- [STATED EXERCISE]:
Put the lines between the one containing "side mirror in" and the one containing "[(57, 683), (1153, 668), (174, 668)]", inclusive, into a JSON list of strings with one string per line and blank lines omitted. Include only those lines from the rows below.

- [Rows from a point annotation set]:
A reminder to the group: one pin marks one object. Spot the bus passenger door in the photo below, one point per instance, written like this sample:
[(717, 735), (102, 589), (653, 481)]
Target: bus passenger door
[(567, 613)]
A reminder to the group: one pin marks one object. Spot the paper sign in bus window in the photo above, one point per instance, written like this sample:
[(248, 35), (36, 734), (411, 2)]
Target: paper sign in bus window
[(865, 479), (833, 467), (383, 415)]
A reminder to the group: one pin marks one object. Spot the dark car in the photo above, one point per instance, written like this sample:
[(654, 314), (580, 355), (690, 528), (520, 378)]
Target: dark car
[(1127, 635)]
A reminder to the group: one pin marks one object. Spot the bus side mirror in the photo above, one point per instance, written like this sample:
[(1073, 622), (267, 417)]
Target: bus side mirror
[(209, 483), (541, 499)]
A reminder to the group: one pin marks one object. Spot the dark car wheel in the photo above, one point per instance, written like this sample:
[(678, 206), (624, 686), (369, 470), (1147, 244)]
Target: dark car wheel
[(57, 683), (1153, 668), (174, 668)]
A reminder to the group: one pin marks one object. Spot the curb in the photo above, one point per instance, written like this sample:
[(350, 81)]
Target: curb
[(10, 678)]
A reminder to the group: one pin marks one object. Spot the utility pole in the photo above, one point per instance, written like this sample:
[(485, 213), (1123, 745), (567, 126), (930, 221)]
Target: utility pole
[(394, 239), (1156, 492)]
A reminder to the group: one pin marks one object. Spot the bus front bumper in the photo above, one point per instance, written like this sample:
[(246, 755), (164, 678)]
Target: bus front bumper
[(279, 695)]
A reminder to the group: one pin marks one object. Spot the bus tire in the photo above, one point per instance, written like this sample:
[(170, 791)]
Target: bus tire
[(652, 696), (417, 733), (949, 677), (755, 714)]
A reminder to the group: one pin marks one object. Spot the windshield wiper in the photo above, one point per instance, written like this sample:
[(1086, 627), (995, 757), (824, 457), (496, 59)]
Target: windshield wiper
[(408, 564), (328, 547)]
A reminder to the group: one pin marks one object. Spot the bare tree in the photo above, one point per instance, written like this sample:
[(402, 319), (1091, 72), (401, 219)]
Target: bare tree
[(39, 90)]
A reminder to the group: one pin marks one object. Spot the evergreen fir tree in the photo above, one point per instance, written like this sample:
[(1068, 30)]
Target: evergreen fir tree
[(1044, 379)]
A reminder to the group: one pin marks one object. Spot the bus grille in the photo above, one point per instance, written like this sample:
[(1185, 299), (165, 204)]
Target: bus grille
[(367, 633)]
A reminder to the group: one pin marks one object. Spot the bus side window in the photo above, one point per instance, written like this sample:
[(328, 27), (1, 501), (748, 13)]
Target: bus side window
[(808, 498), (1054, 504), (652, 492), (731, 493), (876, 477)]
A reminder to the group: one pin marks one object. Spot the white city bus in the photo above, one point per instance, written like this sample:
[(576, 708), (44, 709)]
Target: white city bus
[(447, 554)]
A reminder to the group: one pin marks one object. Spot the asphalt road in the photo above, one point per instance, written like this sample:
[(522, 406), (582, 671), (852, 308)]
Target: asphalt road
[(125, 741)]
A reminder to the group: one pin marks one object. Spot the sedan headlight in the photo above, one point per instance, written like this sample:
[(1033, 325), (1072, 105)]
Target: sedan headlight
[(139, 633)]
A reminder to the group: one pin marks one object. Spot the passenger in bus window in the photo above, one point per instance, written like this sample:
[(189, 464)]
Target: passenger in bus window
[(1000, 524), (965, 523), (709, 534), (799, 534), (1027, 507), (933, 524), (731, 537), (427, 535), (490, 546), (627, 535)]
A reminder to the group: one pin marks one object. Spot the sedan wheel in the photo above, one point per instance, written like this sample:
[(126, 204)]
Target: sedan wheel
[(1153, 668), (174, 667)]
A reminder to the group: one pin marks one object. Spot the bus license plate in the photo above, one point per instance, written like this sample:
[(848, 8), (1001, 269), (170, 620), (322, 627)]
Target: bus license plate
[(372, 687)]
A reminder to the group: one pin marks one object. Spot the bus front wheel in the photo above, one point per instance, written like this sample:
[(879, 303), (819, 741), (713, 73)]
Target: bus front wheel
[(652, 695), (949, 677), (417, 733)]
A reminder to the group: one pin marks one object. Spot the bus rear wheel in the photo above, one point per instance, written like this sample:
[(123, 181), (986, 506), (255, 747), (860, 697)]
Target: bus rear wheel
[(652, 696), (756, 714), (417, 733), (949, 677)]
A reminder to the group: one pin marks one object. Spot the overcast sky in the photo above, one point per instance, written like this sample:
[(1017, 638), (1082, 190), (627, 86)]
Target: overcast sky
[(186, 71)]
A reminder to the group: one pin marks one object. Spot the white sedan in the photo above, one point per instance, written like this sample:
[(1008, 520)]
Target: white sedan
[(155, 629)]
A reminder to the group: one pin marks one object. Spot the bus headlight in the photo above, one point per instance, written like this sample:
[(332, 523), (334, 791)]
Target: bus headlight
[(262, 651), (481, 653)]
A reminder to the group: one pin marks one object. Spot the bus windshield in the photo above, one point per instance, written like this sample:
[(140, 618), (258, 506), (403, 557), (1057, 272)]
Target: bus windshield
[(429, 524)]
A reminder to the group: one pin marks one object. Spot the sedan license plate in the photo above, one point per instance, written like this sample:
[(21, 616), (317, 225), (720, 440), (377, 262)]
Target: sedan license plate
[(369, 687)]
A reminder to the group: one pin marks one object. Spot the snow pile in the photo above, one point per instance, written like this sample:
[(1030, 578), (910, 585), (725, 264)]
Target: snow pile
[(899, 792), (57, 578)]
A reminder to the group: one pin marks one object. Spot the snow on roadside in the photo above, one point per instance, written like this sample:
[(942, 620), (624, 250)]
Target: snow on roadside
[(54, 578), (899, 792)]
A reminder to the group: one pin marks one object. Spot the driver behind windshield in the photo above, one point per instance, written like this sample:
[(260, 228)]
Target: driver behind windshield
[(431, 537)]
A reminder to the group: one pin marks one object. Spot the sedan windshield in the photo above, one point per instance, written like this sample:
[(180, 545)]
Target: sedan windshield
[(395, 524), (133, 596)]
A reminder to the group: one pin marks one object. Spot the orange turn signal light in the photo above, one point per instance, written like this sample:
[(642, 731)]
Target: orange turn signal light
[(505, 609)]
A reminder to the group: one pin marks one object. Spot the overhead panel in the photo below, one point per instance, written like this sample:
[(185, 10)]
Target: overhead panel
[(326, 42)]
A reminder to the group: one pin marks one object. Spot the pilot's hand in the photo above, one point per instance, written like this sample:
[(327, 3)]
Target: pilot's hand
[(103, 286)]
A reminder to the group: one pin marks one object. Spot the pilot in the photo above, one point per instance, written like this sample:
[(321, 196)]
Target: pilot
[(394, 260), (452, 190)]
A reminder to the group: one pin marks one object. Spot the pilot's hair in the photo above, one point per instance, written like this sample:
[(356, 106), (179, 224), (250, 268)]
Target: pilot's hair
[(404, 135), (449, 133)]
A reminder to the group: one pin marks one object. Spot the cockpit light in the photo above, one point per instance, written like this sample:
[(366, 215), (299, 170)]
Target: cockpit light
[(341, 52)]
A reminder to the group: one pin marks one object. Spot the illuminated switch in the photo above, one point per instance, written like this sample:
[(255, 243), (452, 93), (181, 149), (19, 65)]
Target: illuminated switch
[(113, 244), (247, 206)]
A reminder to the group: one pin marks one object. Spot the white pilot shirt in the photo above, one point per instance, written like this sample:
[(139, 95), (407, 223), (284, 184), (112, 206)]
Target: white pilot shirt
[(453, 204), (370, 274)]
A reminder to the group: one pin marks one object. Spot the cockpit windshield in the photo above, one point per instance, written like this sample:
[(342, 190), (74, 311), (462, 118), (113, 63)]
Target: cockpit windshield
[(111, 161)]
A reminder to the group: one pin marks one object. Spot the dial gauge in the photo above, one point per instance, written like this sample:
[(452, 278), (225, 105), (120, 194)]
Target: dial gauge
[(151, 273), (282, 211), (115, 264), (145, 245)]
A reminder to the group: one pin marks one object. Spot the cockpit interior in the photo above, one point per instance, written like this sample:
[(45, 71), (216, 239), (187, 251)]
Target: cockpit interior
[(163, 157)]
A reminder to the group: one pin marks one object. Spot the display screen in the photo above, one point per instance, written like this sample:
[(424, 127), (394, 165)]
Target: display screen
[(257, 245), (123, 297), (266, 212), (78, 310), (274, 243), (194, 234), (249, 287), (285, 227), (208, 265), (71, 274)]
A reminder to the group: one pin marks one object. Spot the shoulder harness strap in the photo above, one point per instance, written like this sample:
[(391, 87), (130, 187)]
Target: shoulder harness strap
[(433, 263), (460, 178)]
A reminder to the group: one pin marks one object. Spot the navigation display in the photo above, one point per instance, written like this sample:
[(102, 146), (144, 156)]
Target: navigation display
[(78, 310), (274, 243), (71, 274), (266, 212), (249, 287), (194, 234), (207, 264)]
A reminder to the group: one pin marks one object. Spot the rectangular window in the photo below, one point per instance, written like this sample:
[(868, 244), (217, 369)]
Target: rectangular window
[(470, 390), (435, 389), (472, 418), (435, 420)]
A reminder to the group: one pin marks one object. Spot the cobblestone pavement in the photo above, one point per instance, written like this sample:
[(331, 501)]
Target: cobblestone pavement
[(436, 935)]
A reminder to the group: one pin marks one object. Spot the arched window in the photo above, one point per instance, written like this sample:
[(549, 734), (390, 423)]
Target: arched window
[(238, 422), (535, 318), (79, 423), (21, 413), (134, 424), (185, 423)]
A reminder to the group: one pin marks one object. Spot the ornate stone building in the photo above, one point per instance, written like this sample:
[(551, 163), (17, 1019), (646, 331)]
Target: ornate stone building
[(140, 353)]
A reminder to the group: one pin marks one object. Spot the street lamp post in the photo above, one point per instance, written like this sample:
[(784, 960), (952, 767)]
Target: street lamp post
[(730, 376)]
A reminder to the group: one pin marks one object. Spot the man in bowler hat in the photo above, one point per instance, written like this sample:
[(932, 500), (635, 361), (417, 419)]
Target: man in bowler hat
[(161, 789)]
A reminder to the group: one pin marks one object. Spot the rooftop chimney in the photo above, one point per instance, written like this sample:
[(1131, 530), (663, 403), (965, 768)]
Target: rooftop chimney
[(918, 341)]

- [WRITTEN RESPONSE]:
[
  "A reminder to the group: one pin marks one object. Spot the bus side mirror in the photo above, one point per instance, written like this sample:",
  "[(1073, 622), (267, 417)]",
  "Target: bus side mirror",
  "[(209, 483), (541, 499)]",
  "A reminder to the group: one pin marks one object. Spot the dark car wheel in the photo above, one point per instance, written like this sample:",
  "[(678, 206), (624, 686), (369, 470), (1147, 244)]",
  "Target: dark car wheel",
  "[(57, 683), (1153, 668), (174, 668)]"
]